- [RECORDS]
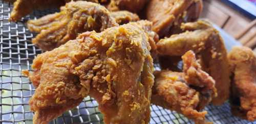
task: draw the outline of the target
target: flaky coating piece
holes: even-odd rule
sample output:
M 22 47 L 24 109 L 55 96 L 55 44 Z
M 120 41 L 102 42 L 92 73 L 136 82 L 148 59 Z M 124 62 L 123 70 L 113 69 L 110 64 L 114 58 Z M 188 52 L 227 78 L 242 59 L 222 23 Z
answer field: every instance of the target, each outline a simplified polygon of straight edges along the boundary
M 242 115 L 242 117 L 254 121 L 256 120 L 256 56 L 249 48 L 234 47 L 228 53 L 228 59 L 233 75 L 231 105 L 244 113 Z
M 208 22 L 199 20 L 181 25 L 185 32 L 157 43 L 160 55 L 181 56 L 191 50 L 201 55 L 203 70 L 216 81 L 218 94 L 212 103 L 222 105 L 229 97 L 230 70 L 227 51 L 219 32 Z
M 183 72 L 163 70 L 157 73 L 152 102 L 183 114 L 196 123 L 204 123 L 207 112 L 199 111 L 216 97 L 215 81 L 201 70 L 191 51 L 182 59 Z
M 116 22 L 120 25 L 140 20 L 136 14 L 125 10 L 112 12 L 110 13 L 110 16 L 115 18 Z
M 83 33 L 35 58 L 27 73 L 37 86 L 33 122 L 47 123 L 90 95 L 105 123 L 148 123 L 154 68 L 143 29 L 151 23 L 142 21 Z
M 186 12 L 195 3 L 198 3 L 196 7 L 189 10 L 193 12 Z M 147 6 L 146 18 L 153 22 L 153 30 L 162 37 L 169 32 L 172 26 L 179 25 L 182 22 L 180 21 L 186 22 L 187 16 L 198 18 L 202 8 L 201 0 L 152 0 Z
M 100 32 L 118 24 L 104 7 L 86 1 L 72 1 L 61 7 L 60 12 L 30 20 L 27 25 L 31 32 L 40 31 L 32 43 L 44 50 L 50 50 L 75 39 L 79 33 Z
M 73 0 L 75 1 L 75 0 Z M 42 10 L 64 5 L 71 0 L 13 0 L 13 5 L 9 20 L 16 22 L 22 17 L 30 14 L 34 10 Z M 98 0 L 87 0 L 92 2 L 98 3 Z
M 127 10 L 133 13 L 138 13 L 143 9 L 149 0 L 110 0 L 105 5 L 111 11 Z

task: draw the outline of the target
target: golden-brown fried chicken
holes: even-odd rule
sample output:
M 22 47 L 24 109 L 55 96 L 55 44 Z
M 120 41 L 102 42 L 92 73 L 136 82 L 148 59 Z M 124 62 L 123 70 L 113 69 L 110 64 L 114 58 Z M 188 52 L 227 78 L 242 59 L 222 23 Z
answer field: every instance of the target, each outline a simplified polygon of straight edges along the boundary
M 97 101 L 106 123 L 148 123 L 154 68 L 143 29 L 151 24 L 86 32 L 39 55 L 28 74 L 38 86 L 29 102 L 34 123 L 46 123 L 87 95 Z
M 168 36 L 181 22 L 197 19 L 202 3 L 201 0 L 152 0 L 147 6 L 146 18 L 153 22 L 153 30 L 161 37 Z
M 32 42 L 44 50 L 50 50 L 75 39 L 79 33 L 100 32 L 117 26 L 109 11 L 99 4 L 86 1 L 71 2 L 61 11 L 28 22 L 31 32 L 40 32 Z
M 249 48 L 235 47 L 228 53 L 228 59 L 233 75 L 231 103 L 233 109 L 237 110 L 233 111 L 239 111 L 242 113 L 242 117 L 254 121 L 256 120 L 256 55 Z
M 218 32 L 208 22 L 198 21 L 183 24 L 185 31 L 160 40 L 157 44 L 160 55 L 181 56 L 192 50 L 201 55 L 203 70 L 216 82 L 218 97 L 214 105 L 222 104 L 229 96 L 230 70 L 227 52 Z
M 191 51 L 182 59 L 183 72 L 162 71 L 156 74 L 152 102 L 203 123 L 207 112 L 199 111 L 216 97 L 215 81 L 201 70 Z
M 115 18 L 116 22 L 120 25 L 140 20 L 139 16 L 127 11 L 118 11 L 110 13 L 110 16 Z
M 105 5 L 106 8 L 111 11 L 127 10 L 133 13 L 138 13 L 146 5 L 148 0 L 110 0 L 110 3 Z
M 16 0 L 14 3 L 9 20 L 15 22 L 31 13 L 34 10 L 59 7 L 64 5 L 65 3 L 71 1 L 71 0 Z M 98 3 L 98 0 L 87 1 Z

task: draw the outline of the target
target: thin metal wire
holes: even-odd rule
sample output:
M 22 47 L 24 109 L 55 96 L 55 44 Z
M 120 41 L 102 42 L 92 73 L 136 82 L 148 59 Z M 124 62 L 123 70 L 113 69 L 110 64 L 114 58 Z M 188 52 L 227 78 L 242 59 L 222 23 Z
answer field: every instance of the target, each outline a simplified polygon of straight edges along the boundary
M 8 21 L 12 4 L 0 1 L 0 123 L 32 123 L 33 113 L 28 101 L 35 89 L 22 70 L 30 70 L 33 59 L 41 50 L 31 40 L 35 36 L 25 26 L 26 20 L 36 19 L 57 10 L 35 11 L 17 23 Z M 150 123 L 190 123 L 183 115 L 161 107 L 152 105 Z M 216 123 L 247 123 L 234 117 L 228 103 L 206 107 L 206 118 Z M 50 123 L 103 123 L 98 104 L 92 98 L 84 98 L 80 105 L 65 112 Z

- [STATED PROBLEM]
Copy out the items word for word, from the start of the items through the line containing "M 83 33 L 35", and leave out the pictures.

- [RESPONSE TO THIS EXERCISE]
task: draw the outline of the target
target: flaky coating piece
holes: even-odd rule
sample output:
M 22 47 L 24 109 L 55 96 L 55 44 Z
M 120 41 L 102 42 L 92 73 L 136 82 L 148 59 Z M 124 62 L 123 70 L 113 69 L 110 64 L 114 58 Z M 188 52 L 227 78 L 242 59 L 222 23 Z
answer field: every instance of the target, each outline a simplified polygon of straight edges along the boundary
M 242 115 L 242 117 L 254 121 L 256 120 L 256 56 L 249 48 L 234 47 L 228 53 L 228 59 L 233 75 L 231 105 L 244 113 Z
M 208 22 L 199 20 L 181 25 L 185 32 L 157 43 L 160 55 L 181 56 L 191 50 L 201 55 L 203 70 L 216 81 L 218 94 L 212 103 L 222 105 L 229 97 L 230 70 L 227 51 L 219 32 Z
M 183 72 L 163 70 L 157 73 L 152 102 L 183 114 L 196 123 L 204 123 L 207 112 L 199 111 L 216 97 L 215 81 L 201 70 L 191 51 L 182 59 Z
M 116 22 L 120 25 L 140 20 L 136 14 L 125 10 L 112 12 L 110 13 L 110 16 L 115 18 Z
M 83 33 L 35 58 L 27 73 L 37 86 L 33 122 L 47 123 L 90 95 L 105 123 L 148 123 L 154 68 L 143 29 L 151 23 L 142 21 Z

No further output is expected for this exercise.